神の人の告知 サムエル記第一2章22~36節

【新改訳2017

Ⅰサム

2:22 さて、エリはたいへん年をとっていたが、息子たちがイスラエル全体に行っていることの一部始終を、それに彼らが会見の天幕の入り口で仕えている女たちと寝ていることを聞いていた。

2:23 それでエリは彼らに言った。「なぜ、おまえたちはそんなことをするのか。私はこの民の皆から、おまえたちのした悪いことについて聞いているのだ。

2:24 息子たちよ、そういうことをしてはいけない。私は【主】の民が言いふらしているうわさを聞くが、それは良いものではない。

2:25 人が人に対して罪を犯すなら、神がその仲裁をしてくださる。だが、【主】に対して人が罪を犯すなら、だれがその人のために仲裁に立つだろうか。」しかし、彼らは父の言うことを聞こうとしなかった。彼らを殺すことが【主】のみこころだったからである。

2:26 一方、少年サムエルは、【主】にも人にもいつくしまれ、ますます成長した。

2:27 神の人がエリのところに来て、彼に言った。「【主】はこう言われる。あなたの父の家がエジプトでファラオの家に属していたとき、わたしは彼らに自分を明らかに現したではないか。

記録データ:
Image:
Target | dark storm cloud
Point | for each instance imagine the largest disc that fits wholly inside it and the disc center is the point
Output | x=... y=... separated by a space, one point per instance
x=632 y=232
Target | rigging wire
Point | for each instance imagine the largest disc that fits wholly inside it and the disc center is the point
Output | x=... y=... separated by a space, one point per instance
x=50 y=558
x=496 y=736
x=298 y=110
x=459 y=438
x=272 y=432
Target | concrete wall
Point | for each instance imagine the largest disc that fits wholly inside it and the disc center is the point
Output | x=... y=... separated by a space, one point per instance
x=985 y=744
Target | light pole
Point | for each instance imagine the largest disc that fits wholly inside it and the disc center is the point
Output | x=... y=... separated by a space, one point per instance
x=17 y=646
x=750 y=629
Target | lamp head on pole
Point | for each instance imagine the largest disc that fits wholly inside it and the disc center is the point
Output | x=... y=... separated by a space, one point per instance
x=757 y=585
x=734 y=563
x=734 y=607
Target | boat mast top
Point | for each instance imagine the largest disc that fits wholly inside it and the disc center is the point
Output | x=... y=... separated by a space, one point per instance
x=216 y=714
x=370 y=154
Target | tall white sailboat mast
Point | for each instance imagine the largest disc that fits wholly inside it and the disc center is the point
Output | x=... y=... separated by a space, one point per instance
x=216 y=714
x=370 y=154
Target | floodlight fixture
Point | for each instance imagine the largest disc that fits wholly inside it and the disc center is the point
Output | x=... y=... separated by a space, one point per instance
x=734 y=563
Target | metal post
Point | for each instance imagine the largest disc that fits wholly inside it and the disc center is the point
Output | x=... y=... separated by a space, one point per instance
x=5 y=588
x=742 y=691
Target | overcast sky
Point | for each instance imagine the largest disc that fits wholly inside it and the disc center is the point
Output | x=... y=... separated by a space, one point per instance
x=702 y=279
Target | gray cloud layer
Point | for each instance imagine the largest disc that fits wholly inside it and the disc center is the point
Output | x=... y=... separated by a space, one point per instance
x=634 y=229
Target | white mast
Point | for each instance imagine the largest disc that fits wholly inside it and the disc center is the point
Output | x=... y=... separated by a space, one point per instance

作業内容: サムエル記第一2章の本文を、最後の文の次から書き継いでもらえますか。 このデータは別の出典から取られたものです。

回答:
2:28 わたしは、イスラエルの全部族からその家を選んでわたしの祭司とし、わたしの祭壇に上って香をたき、わたしの前でエポデを着るようにした。こうして、イスラエルの子らの食物のささげ物をすべて、あなたの父の家に与えた。

2:29 なぜあなたがたは、わたしが命じたわたしへのいけにえ、わたしへのささげ物を、わたしの住まいで足蹴にするのか。なぜあなたは、わたしよりも自分の息子たちを重んじて、わたしの民イスラエルのすべてのささげ物のうちの、最上の部分で自分たちを肥やそうとするのか。

2:30 それゆえ──イスラエルの神、【主】のことば──あなたの家と、あなたの父の家は、永遠にわたしの前に歩むとわたしは確かに言ったものの、今や──【主】のことば──それは絶対にあり得ない。わたしを重んじる者をわたしは重んじ、わたしを蔑む者は軽んじられるからだ。

2:31 見よ、その時代が来る。そのとき、わたしはあなたの腕と、あなたの父の家の腕を切り落とす。あなたの家には年長者がいなくなる。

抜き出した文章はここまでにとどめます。